▶ **Exercise brief**
Every line with "position" in it should be copied from the data.

▶ **Input data**
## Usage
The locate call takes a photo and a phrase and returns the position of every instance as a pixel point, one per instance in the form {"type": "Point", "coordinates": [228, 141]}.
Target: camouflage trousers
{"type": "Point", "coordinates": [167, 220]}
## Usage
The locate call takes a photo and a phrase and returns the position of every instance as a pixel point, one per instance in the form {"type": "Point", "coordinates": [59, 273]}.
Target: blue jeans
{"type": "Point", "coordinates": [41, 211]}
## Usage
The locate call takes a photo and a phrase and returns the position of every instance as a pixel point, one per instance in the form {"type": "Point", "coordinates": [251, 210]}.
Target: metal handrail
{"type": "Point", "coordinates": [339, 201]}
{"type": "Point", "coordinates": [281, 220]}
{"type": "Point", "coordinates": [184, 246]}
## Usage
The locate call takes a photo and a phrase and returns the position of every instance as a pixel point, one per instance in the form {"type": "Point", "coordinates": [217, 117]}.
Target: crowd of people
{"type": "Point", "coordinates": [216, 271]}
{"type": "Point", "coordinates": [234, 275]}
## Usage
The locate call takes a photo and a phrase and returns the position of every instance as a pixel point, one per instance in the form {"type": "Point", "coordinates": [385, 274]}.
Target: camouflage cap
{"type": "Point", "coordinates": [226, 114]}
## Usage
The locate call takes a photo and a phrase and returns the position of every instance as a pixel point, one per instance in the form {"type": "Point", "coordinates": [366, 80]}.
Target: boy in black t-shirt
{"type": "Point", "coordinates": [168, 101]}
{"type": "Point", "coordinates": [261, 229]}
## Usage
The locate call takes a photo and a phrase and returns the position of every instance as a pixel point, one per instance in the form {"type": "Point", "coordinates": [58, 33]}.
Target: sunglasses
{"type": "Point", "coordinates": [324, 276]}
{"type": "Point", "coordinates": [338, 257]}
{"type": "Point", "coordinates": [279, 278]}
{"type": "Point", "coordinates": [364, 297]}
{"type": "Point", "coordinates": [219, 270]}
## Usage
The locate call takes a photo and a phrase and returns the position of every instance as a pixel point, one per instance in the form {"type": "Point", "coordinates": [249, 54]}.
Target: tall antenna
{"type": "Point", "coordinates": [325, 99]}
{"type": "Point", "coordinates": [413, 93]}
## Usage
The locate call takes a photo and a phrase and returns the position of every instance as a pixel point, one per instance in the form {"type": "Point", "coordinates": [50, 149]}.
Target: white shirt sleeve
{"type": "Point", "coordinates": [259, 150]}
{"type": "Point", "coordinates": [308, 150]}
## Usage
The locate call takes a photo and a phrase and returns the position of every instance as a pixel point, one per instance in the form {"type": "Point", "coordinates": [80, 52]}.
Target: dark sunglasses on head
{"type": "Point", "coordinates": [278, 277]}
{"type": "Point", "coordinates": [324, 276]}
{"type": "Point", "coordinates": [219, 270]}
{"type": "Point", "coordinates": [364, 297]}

▶ **Output below**
The locate call takes a photo and a phrase and returns the position of every instance as a pixel point, one per instance in the form {"type": "Point", "coordinates": [228, 141]}.
The locate call takes a photo and a phrase and returns the position of every instance as a pixel point, one per instance in the form {"type": "Point", "coordinates": [59, 273]}.
The locate call takes a photo and a phrase and returns the position of every instance as a pixel point, one per instance in the form {"type": "Point", "coordinates": [251, 210]}.
The locate call takes a photo and a phrase and returns the position of every instance as a pixel point, one per instance in the form {"type": "Point", "coordinates": [217, 117]}.
The locate call takes a photo and a phrase and returns the position of every instance as a pixel point, one per instance in the form {"type": "Point", "coordinates": [385, 274]}.
The locate call takes a photo and a phrase and returns the position of every instance as a pixel point, one per instance in the form {"type": "Point", "coordinates": [366, 80]}.
The locate call takes a photo and a phrase and returns the position of every instance as a pixel point, one per instance in the form {"type": "Point", "coordinates": [58, 33]}.
The locate call takes a photo and a phrase and returns the position of every instance as a pixel point, one per instance in the form {"type": "Point", "coordinates": [249, 54]}.
The locate call takes a photo and a phrase and returns the position of every instance as a pixel point, one per instance in the form {"type": "Point", "coordinates": [50, 149]}.
The locate call takes a photo and a phrase and returns the position of every instance as a pixel point, one per instance in the form {"type": "Point", "coordinates": [80, 52]}.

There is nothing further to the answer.